Excerpts of labeled region data
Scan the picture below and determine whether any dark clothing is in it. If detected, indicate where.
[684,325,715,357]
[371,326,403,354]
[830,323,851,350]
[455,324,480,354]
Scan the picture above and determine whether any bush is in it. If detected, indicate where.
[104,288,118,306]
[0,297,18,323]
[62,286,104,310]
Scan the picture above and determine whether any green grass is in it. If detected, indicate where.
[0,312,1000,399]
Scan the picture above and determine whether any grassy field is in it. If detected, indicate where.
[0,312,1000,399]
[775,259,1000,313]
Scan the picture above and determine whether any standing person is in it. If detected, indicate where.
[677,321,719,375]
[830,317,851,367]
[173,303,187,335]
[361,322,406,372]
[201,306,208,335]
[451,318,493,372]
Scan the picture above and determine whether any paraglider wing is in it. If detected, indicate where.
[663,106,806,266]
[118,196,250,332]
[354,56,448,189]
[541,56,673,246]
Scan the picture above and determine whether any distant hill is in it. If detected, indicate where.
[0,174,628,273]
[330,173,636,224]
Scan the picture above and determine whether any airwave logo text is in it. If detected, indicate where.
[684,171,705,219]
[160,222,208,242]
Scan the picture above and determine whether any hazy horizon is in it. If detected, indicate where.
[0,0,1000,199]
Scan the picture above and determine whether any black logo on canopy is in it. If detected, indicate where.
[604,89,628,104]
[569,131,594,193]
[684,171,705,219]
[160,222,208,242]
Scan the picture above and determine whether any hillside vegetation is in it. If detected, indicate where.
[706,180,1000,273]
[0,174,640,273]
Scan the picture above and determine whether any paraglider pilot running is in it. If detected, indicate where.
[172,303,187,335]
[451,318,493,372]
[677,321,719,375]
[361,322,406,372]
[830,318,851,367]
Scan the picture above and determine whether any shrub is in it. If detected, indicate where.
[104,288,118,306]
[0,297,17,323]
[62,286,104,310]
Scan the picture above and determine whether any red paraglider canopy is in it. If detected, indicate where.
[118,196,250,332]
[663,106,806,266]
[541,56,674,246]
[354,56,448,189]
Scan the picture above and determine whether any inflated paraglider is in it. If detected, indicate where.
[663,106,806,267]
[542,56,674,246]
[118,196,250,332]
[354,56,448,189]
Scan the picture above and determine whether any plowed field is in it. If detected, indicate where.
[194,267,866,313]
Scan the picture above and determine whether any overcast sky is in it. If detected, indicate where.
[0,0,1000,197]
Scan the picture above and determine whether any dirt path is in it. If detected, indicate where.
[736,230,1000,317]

* _Exercise goal_:
Update the whole listing, replacing "determine whether" with "check whether" everywhere it occurs and leaving every other line as it stands.

* _Solution below_:
Scan the picture below and check whether any dark clothing is in it. If detected, indicate where.
[684,325,715,357]
[371,326,403,354]
[830,323,851,350]
[455,324,480,354]
Scan the picture above and check whether any bush is in it. If detected, indicate where.
[104,288,118,306]
[0,297,18,323]
[62,286,104,310]
Scan the picture above and check whether any green grass is in it. If detected, indicate where.
[0,312,1000,399]
Scan the picture above and check whether any grassy field is in it. If detected, indicate where.
[0,312,1000,399]
[775,259,1000,313]
Scan the picture above and check whether any standing person is in it. If detected, indicate where.
[677,321,719,375]
[830,317,851,367]
[173,303,187,335]
[361,322,406,372]
[201,306,208,335]
[451,318,493,372]
Scan the picture above and check whether any paraglider wing is in it. If detected, indicate where.
[663,106,806,266]
[118,196,250,332]
[354,56,448,189]
[541,56,673,246]
Scan the picture above and check whether any distant hill is in it. If detected, indicate where.
[0,174,628,273]
[330,173,636,224]
Scan the picture above and check whether any airwave logo text is in it. If detected, indicate where.
[684,171,705,219]
[160,222,208,242]
Scan the picture above and check whether any hazy horizon is in it. If detected, indicate where.
[0,0,1000,199]
Scan the picture above and check whether any black logo on canopy is in it. If detected, indicate where.
[604,89,628,104]
[569,131,594,193]
[684,171,705,219]
[160,222,208,242]
Scan the picture above and check whether any hillside vegetation is in it. If detected, indicate where.
[706,180,1000,273]
[0,174,640,273]
Scan the picture above and check whether any paraglider pilot running is in it. If detected, indicate where.
[172,303,187,335]
[451,318,493,372]
[677,321,719,375]
[361,322,406,372]
[830,318,851,367]
Scan the picture above and check whether any shrub is in it. If detected, indicate where.
[104,288,118,306]
[0,297,17,323]
[62,286,104,310]
Scan the picture above and check whether any red paraglider canopy is in it. If detected, indicate where.
[118,196,250,332]
[663,106,806,266]
[541,56,674,246]
[354,56,448,189]
Scan the picture above and check whether any inflated paraglider is in it. If detected, indicate where.
[663,106,806,267]
[542,56,674,246]
[118,196,250,332]
[354,56,448,189]
Scan the picture above and check whether any plowed field is in it. If detected, indicate where.
[194,267,866,313]
Scan the picture above and check whether any overcast sky is in it. If detected, indicate where.
[0,0,1000,197]
Scan the picture above and check whether any dirt path is in it. If detected, indicate where.
[736,230,1000,317]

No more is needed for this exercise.